• Provided information

######

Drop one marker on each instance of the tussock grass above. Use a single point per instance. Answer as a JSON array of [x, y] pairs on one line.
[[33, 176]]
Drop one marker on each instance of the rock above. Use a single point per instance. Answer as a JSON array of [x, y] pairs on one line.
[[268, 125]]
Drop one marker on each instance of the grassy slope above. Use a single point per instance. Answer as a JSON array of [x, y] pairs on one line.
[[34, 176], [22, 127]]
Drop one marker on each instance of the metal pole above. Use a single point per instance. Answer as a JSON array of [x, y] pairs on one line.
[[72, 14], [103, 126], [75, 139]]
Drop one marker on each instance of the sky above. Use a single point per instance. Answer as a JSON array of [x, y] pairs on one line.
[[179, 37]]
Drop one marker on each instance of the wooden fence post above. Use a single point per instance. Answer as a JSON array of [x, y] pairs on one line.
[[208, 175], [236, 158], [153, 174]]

######

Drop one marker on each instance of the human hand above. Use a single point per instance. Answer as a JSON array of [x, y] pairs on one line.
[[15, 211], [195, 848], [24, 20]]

######

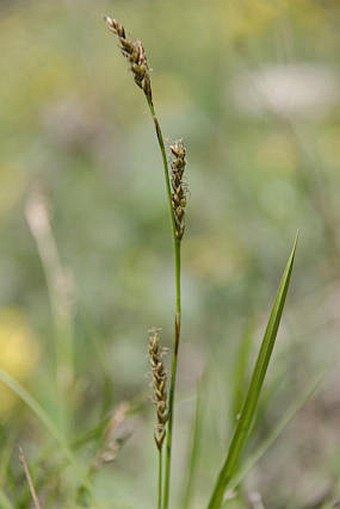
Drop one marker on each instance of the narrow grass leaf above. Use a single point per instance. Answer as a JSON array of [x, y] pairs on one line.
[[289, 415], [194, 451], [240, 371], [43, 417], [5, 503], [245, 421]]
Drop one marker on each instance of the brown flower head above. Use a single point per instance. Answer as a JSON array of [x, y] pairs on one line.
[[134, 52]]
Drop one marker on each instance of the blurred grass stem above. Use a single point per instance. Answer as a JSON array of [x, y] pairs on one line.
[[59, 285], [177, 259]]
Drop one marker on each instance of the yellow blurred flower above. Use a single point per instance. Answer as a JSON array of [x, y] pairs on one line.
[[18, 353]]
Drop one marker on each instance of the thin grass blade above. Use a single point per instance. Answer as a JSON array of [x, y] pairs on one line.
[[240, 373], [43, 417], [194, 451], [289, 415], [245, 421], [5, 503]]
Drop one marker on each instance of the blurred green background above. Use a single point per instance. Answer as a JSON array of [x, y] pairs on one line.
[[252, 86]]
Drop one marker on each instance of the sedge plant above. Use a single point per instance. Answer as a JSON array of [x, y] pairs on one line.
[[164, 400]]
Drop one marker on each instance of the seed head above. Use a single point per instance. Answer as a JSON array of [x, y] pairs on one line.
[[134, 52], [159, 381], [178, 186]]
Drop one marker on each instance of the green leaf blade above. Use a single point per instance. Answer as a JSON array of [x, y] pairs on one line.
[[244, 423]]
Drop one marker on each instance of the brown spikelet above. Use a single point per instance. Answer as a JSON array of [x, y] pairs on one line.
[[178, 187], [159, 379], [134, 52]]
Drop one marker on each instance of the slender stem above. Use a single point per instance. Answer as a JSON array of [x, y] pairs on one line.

######

• Goal
Output the records above, starting with the line containing "Drop one marker on each instance of the grassy" and continuing through the line containing "[[208, 175], [236, 158], [153, 174]]", as a JSON list of strings with one string per line and blank lines omitted.

• Completed task
[
  "Drop one marker on each instance of the grassy slope above. Use a single point per instance. Answer as a JSON array of [x, y] pairs on one line.",
  "[[34, 176], [22, 127]]",
  "Drop one marker on each instance of the metal pole above. Use a single point per instance. Answer as a JSON array of [x, y] pairs on one line.",
  "[[72, 14], [103, 126], [75, 139]]",
  "Drop one marker on each instance of the sky above. Use a single point per instance. Answer as a JSON array of [x, y] pairs on one line.",
  "[[179, 37]]",
  "Drop one marker on each instance of the wooden fence post above. Use a single point per instance. Answer as a JSON array of [x, y] pairs on one line.",
  "[[208, 175], [236, 158], [153, 174]]"
]